WHAT IS BEING ASKED: All that is needed is each line of the entries holding the word "pole", copied as it stands.

--- RECORDS SHOWN Enclosed Below ---

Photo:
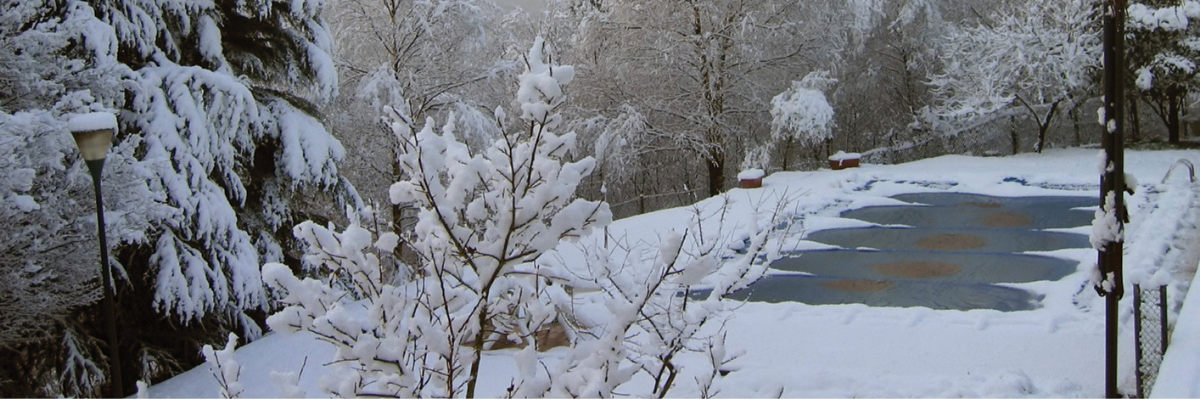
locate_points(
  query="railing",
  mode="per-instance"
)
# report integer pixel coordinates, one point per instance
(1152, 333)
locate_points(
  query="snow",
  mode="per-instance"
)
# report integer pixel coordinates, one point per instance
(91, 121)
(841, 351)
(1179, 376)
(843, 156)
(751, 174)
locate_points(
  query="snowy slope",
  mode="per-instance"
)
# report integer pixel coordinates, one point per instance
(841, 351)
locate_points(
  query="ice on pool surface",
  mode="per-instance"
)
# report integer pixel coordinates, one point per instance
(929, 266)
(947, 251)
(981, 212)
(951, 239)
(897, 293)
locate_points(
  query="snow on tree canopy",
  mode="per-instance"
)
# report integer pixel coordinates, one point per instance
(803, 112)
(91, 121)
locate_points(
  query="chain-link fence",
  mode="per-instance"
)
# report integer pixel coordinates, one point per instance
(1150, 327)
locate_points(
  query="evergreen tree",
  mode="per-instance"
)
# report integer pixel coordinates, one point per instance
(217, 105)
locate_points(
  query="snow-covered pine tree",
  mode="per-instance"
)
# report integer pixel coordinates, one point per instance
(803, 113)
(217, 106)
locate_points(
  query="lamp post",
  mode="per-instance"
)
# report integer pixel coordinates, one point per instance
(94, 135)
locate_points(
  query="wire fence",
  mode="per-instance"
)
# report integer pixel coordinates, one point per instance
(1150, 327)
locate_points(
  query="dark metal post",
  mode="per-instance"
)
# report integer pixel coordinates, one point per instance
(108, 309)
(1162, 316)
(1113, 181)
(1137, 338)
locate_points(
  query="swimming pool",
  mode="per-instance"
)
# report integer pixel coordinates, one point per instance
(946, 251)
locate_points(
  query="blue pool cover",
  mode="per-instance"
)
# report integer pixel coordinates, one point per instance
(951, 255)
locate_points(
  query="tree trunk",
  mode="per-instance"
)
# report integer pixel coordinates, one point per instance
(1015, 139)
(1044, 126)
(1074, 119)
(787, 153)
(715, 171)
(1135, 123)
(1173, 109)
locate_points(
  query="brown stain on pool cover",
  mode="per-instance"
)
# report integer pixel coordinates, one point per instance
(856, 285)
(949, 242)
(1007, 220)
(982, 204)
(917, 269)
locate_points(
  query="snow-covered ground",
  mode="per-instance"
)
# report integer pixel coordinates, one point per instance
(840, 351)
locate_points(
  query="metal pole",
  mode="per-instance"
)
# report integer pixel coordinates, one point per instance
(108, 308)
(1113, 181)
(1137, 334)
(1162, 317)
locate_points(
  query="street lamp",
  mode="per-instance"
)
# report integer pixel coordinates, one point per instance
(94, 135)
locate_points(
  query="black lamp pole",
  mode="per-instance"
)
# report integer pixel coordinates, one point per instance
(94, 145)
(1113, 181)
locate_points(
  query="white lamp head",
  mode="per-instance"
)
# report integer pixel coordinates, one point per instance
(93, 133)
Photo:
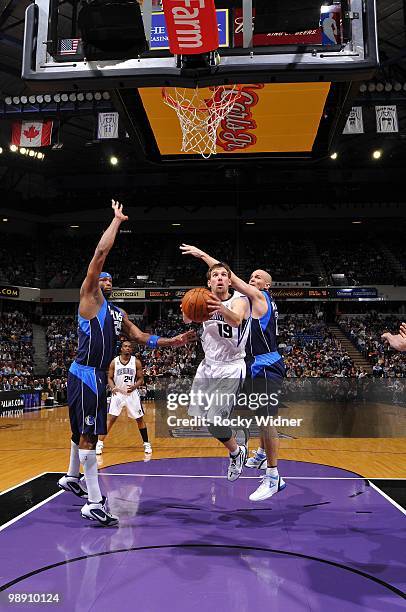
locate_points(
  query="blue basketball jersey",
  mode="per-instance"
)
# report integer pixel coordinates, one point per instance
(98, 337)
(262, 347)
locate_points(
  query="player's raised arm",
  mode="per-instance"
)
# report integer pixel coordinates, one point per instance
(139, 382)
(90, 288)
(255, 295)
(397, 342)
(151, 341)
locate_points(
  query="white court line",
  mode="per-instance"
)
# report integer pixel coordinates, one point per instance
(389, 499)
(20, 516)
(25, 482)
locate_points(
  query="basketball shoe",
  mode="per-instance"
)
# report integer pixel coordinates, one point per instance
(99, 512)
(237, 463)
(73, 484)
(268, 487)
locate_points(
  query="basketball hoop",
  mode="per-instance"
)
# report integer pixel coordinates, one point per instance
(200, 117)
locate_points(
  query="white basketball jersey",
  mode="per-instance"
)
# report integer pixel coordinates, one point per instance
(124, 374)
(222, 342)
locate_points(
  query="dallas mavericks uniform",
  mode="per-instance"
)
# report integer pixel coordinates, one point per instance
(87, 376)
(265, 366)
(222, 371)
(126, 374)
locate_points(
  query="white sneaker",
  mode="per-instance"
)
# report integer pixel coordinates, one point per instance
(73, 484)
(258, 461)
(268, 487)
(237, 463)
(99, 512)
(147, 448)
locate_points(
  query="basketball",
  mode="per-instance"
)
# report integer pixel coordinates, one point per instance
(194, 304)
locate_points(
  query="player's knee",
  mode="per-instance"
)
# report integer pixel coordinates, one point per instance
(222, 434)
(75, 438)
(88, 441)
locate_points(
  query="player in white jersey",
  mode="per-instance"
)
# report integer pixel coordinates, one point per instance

--- End of Enclosed RECORDS SHOWN ---

SOLUTION:
  query="metal pole",
  query="black lamp pole",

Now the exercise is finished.